[COMPITO DA SVOLGERE]: Modifica il passo della lettera su economia e sanità compreso tra "In un mio recente" e "tutte le politiche.", estremi inclusi, sostituendo "colleghi" con "professionisti", e riporta il passo così modificato.

[ESTRATTO DEL DOCUMENTO]:
----

Gentile Direttore,
ti chiedo ospitalità per parlare ancora di un tema che mi sta a cuore, il rapporto tra economia e sanità che, se non lo si affronta sulla base del confronto tra l’aumento inarrestabile dei costi per la tutela della salute e il modello economico dominante, rappresenta un ostacolo che non ci consente di “riformare” il sistema in modo che sia compatibile con i bisogni della gente, i progressi della tecnologia, l’invecchiamento della popolazione e il regime economico nel quale siamo immersi.
In un mio recente articolo su QS facevo notare la contraddizione tra l’OMS, che considera la sanità One Health come un goal immediato, e la realtà delle cose. I validissimi colleghi del Dipartimento Prevenzione dell’Assessorato alla Salute dell’Emilia come possono affrontare le conseguenze sanitarie del disastro alluvionale se non nel modo più classico, in assenza di modifiche sostanziali del modello produttivo? Altro che salute in tutte le politiche.
Ricordo le discussioni negli anni settanta con Berlinguer, Delogu, Rosaia, Brogi, Seppilli e tanti altri “padri della riforma” su questioni che sembrano di giornata e già se ne parlava allora; ebbene, sul rapporto tra salute e cura che dovrebbe imprimere una sterzata riformista al servizio sanitario, occorre un confronto molto approfondito, che coinvolga tutta la società e scuota la politica.

----

[MATERIALE FORNITO]:
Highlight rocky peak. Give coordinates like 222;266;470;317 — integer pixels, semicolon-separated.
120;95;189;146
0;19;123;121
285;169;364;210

----

[RISPOSTA AL COMPITO]:
In un mio recente articolo su QS facevo notare la contraddizione tra l’OMS, che considera la sanità One Health come un goal immediato, e la realtà delle cose. I validissimi professionisti del Dipartimento Prevenzione dell’Assessorato alla Salute dell’Emilia come possono affrontare le conseguenze sanitarie del disastro alluvionale se non nel modo più classico, in assenza di modifiche sostanziali del modello produttivo? Altro che salute in tutte le politiche.